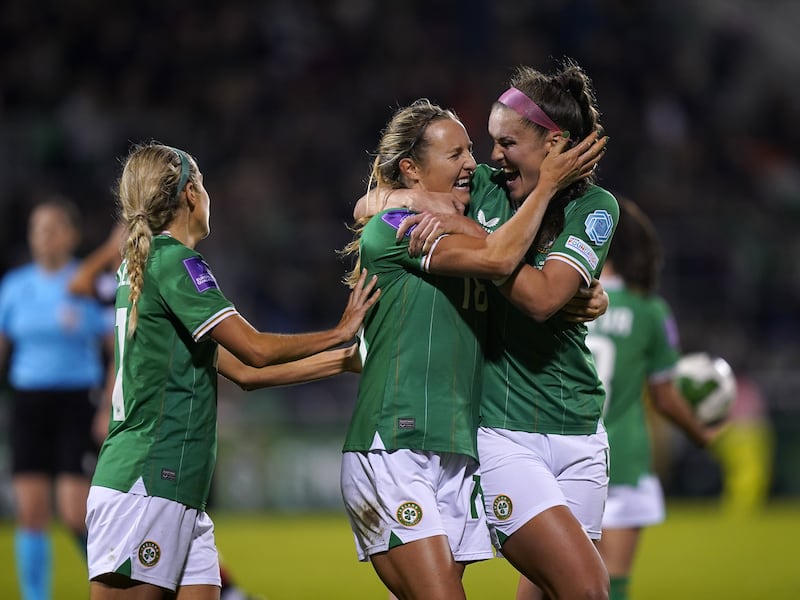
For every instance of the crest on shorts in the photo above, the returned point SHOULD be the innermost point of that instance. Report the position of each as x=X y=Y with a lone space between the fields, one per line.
x=502 y=507
x=409 y=513
x=149 y=553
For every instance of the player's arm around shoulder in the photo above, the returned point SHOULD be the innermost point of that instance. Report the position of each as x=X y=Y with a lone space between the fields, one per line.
x=318 y=366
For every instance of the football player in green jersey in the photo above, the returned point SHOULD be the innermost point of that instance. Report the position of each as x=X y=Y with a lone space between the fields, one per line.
x=149 y=535
x=542 y=446
x=635 y=348
x=410 y=478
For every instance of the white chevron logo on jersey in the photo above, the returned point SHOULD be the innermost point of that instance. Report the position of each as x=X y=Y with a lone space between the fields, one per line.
x=487 y=224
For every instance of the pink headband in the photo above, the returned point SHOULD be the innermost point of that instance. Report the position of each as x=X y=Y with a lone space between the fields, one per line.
x=520 y=103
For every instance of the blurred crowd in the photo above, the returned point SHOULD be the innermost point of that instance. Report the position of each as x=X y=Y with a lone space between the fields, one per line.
x=282 y=101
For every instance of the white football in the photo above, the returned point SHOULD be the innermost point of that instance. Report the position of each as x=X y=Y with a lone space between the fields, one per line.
x=708 y=383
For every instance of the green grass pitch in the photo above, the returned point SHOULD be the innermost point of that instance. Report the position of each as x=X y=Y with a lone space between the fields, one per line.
x=696 y=554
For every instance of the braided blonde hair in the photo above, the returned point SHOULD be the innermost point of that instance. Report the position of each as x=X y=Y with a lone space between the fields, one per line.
x=403 y=137
x=152 y=180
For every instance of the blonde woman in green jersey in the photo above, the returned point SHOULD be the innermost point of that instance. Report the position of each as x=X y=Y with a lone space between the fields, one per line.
x=542 y=447
x=635 y=347
x=410 y=478
x=149 y=536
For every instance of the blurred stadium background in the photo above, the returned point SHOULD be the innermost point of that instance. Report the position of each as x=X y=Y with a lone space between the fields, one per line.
x=282 y=100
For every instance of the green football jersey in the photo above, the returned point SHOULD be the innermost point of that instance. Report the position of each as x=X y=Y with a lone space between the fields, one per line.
x=540 y=377
x=636 y=341
x=163 y=430
x=422 y=352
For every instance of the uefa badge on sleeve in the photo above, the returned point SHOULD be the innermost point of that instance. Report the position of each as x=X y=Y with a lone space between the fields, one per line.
x=599 y=226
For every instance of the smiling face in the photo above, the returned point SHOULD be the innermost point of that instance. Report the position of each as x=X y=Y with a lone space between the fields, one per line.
x=519 y=149
x=446 y=164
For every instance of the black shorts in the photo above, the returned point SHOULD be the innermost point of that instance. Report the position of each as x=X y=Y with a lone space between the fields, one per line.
x=51 y=432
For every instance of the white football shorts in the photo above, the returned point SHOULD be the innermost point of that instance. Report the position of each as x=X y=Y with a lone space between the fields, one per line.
x=397 y=497
x=637 y=505
x=150 y=539
x=524 y=474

*WORK REQUIRED:* Render every line of the records above as a JSON list of strings, one string per line, skipping any blank lines and leaving out the pictures.

*WORKED SOLUTION:*
[
  "For every instance of the crest on shorts in the photo above, the returned point SHOULD be the innermost point of that instance. Report the position of each as x=X y=Y with a lone space between the fields, one per line.",
  "x=502 y=507",
  "x=409 y=513",
  "x=149 y=553",
  "For every instance of the player's arm around shoulder in the photo above, the returned point SHOULD be the innermost point of that instance. Report the position of each as x=X y=Y with a lone space between the fields, one per line.",
  "x=318 y=366",
  "For every instance of the football player in green jersey in the photo above, the returned point SHOULD be the innermost point of that instance. Report the position of each as x=X y=Y with a lone space between the fields, one per line.",
  "x=149 y=535",
  "x=542 y=446",
  "x=635 y=348",
  "x=410 y=478",
  "For every instance of the white chevron logo on jersey in the photo above, the returned point SHOULD be the innermost point of that instance. Report the position of each as x=X y=Y with a lone space between the fields, one per line.",
  "x=487 y=224",
  "For every instance of the pink headband in the photo above, the returned point SHOULD be the innermost point of that instance. Report the position of each as x=X y=Y with a lone space between the fields, one per line.",
  "x=520 y=103",
  "For every instance of the blurred crowd in the photo above, the returned point SHOULD be the innermost point of that instance. Report the position of each as x=X y=Y with a lone space between the fields, one per line.",
  "x=282 y=101",
  "For every instance of the white football in the photo above, the returned point SHOULD be the innermost point of that instance. Report the position of each as x=X y=Y with a lone space between the fields, one per line.",
  "x=708 y=383",
  "For every instance of the green grass pitch in the photo above, the returned point SHOULD be the innermost point of that instance. Report the position of each as x=X y=Y with a lone space between the fields, one per line.",
  "x=696 y=554",
  "For every instance of the braided blonde hair in the photo above, the returned point SHOULD be the innermost point of that instance. Report the position of each as x=X y=Y with a lone space between the fields, one per line.",
  "x=403 y=137",
  "x=152 y=180",
  "For every instance of the blonde woman in green jersey in the photo above, the returned point SHOULD be the innermost point of that instance. Report the position of each as x=X y=Y with a lone space between the fields, one per line.",
  "x=542 y=447",
  "x=635 y=347",
  "x=410 y=478",
  "x=149 y=536",
  "For every instance of the blurred stadium background in the photo above, the returned point SHOULD be the innermost point of that instance. Report the position of each as x=X y=Y with a lone space between the fields, one per line.",
  "x=282 y=100",
  "For every instance of the green football jersey in the photo above, the returned point SHOULD be the innermost point of that instance. Report the position of each as x=X y=Y with a lone space between the fields, one per line.",
  "x=540 y=377",
  "x=636 y=341",
  "x=163 y=430",
  "x=422 y=352",
  "For every instance of the uefa badge on sleeve in the photo above, the returned point SHOULD be the innermost point of that instance. Report the position of each as x=X y=Y with a lone space between the fields, one per line.",
  "x=599 y=226",
  "For every instance of the smiling face in the photo above, the returned point SHOULD be the innermost point of that instance. Report the position of each as x=X y=Y with a lone space between the fields, one per line.",
  "x=519 y=149",
  "x=446 y=164",
  "For every instance of the black shorts in the photo above, the returned point SHOULD be the innermost point of that instance. Report the position of each as x=X y=Y with a lone space between the fields, one per line.",
  "x=51 y=432",
  "For every instance of the white football shorts in the photo above, the returned point SHOULD be the innermost point of that instance. Report the position of each as x=X y=Y with a lone space between the fields, one per line.",
  "x=397 y=497",
  "x=637 y=505",
  "x=150 y=539",
  "x=524 y=474"
]